TO BE DONE — Swap "knitted" for "crocheted" in everything from the start of the lines down to the line containing "[232,141,256,165]", leaving all else unchanged.

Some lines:
-- begin --

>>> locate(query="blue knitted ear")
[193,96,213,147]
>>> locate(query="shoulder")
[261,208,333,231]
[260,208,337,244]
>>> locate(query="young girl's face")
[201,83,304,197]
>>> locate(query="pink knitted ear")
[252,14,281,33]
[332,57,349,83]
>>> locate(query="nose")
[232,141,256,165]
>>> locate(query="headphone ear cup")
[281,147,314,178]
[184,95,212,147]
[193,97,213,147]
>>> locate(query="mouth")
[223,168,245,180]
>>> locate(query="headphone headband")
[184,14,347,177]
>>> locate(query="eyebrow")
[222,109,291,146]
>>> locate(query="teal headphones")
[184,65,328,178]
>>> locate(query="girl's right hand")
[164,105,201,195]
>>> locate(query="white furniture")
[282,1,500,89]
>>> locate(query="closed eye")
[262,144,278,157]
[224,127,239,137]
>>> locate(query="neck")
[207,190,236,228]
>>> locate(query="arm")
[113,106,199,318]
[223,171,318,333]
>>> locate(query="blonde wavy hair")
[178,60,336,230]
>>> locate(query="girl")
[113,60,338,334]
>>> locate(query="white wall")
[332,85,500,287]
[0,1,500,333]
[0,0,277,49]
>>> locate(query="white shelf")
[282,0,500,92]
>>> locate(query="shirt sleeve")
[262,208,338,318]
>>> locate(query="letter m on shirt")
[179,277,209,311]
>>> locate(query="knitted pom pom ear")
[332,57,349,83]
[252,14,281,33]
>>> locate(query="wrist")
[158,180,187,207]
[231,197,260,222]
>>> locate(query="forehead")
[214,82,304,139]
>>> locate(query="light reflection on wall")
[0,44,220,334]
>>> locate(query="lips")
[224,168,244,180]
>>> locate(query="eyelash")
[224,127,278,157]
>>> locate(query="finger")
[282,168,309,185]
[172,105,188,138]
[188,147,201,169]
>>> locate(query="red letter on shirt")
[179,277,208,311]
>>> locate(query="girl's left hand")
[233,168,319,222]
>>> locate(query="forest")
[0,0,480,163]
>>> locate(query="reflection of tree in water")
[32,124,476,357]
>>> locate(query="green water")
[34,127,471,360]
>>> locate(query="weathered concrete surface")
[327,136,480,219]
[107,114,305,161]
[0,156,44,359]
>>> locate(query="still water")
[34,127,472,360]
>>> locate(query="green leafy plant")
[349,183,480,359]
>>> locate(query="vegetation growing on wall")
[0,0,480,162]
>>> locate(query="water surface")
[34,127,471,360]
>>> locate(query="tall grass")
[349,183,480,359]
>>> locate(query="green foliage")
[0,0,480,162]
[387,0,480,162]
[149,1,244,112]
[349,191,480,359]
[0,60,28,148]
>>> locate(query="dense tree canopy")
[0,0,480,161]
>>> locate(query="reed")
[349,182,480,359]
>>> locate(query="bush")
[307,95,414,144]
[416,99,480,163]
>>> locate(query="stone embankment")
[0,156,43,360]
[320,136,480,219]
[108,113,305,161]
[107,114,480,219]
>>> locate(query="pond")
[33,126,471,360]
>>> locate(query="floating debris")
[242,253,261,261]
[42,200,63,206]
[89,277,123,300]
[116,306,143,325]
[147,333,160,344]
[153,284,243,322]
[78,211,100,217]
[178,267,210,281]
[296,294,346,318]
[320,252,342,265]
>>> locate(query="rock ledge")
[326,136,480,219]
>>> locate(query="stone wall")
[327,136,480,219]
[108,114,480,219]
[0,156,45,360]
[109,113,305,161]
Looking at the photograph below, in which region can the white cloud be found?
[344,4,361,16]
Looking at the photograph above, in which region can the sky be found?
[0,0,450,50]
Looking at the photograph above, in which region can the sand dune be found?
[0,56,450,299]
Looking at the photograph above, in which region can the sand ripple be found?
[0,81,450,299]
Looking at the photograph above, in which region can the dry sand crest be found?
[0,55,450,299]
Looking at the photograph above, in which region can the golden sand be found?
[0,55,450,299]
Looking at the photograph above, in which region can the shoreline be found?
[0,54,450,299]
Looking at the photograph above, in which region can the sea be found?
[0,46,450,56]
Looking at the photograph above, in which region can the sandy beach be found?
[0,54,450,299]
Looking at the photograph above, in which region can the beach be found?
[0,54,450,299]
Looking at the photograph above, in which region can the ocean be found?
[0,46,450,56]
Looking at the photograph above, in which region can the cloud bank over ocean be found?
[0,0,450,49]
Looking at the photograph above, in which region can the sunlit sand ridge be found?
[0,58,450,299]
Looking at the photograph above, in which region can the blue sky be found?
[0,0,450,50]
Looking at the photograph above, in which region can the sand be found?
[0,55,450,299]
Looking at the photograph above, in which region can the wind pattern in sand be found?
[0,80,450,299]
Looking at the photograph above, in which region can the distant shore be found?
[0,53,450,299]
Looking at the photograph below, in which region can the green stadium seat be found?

-- end --

OUTPUT BELOW —
>>> locate(query="blue crocheted ear")
[193,96,213,147]
>>> locate(query="shoulder")
[261,208,333,231]
[260,208,337,244]
>>> locate(query="young girl's face")
[201,83,304,197]
>>> locate(query="pink crocheted ear")
[252,14,281,33]
[332,57,349,83]
>>> locate(query="nose")
[232,141,256,165]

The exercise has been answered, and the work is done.